- Source document:
=== Begin Enclosure ===

Summer Guerrero handled the news of her cancer the way she handled her tour in Iraq. Mission first, tears later. So when her doctor shoved a box of Kleenex toward her after telling her she had breast cancer, Guerrero shoved it back.
Instead of breaking down, she asked to talk right away with all the doctors who would be involved in her treatment.
It was just another challenge to be met head-on.
"To me, cancer does not mean death. It just means you've got one heck of a fight coming up, and the stronger you are, the better you'll survive," she said.
Guerrero was 28 when she was diagnosed.
Today she is a 34-year-old firefighter at Boeing, a mother of two, and the co-owner with her husband, Mark, of After Hours Auto Repair, 4758 S. Seneca.
Athletic and disciplined, Guerrero thrives on physical and mental challenges.
"I'm just a very strong-willed person and I'm very positive," she said. "I don't really ever see the negative."
Guerrero will see plenty of positives on Saturday at the Komen Wichita Race for the Cure. A record 9,000 people had registered to participate as of Thursday, according to the Mid-Kansas Affiliate of Susan G. Komen for the Cure. That breaks the previous record of 8,113 in 2007.
Organizers hope to register 10,000.
Guerrero plans to walk a mile at the event and reunite with some of the people who went through chemotherapy treatments with her.
"My favorite thing about the Race for the Cure is you can see so many people that have been hit or touched by somebody that has had breast cancer. The support out there is just tremendous," she said.
If anybody had a right to break down emotionally on hearing news she had breast cancer, it was Guerrero. She'd already lost both parents in the year since she'd returned from Iraq. Her father, who was homeless, had frozen to death. Her mother had committed suicide.

=== End Enclosure ===

- Exercises:
[1] From the article about Summer Guerrero, list every role she holds at present, as the article describes them.
[2] Answer these from the Summer Guerrero article:
(a) How old was Guerrero when she was diagnosed?
(b) What was the previous registration record for the Komen Wichita Race for the Cure, and in what year was it set?
(c) How far does Guerrero plan to walk at the event?
[3] Carry on the article about Summer Guerrero, beginning right after its final sentence.

- Material supplied:
=== Begin Enclosure ===

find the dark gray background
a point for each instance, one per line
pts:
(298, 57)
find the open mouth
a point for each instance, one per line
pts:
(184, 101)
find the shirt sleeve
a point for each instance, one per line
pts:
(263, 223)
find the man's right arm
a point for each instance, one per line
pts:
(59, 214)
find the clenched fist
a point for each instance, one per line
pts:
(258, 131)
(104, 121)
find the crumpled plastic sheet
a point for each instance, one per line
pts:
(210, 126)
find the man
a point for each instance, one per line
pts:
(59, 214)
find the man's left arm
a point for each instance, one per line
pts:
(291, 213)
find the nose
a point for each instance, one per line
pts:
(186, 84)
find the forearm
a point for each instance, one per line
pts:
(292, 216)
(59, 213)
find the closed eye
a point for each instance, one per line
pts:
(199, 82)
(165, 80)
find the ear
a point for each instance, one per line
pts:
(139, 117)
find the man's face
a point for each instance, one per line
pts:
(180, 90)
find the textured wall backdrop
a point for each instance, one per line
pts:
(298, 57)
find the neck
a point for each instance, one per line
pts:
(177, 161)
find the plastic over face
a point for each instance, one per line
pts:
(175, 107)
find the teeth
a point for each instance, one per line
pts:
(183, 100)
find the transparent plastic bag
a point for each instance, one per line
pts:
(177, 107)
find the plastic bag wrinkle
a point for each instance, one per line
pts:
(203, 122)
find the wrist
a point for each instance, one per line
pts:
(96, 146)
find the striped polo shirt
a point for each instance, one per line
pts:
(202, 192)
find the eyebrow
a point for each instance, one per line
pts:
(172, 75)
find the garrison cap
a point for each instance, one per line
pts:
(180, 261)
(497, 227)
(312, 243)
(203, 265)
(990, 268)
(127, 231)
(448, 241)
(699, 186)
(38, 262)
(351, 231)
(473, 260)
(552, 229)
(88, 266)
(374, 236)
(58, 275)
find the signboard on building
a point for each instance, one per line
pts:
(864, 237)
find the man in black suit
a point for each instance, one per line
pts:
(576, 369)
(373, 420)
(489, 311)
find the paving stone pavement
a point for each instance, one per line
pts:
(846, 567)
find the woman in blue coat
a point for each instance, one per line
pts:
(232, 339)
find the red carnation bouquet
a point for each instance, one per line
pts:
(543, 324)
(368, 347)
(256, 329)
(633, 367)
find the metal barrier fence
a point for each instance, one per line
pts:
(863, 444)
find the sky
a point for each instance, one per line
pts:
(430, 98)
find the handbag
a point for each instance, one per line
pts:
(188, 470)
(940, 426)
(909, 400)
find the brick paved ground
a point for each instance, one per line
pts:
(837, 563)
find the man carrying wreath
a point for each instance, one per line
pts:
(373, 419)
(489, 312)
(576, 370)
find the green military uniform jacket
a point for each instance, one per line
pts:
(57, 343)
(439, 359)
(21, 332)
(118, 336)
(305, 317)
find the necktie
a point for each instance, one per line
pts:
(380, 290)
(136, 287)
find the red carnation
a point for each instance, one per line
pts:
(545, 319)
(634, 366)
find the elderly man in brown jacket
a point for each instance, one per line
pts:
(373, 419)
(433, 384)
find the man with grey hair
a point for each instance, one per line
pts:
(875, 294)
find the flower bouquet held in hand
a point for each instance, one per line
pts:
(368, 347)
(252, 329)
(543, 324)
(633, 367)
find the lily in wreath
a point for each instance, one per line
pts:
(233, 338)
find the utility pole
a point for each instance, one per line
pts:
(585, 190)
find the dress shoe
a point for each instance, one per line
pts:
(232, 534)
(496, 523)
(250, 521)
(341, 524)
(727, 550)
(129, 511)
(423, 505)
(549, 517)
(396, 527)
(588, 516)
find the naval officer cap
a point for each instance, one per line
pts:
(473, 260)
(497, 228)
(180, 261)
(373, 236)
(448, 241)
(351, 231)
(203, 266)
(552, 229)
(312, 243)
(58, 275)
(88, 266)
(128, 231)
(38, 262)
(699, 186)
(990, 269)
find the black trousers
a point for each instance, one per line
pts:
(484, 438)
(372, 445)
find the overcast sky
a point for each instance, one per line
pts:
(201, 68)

=== End Enclosure ===

- Answers to the tasks:
[1]
- Firefighter at Boeing
- Mother of two
- Co-owner, with her husband, Mark, of After Hours Auto Repair, 4758 S. Seneca

[2]
(a) 28
(b) 8,113, in 2007
(c) A mile

[3]
In Iraq, Guerrero had been in harm's way daily serving with an Army Reserve engineer detachment in 2003 and 2004. She was a firefighter who also performed security missions and delivered water, food and health supplies in areas that left her vulnerable to attack.
As the only woman in her outfit, she worked with "an amazing group of guys," she said.
Competitive by nature, she wanted to match their strength.
"It just made me work a little bit harder to put myself on the level they were," she said.
Guerrero had wanted to be police officer, but when she went to a training event with the fire department, "My heart lit up and had this great big smile from one end to the other," she said. "I didn't realize you could be that excited by a job."
Cancer treatments drained some of her strength on the job.
It all started when Guerrero found a small knot that hurt slightly. Two days later the knot had doubled in size.
By the time a biopsy was performed on it two weeks later, it was as big as a baseball.
Surgeons did a radical mastectomy on one side, and later a simple mastectomy on the other.
Guerrero isn't uncomfortable talking about it. She doesn't mind sharing her story, "if it will help somebody else see the positive, and see that the end result is good," she said.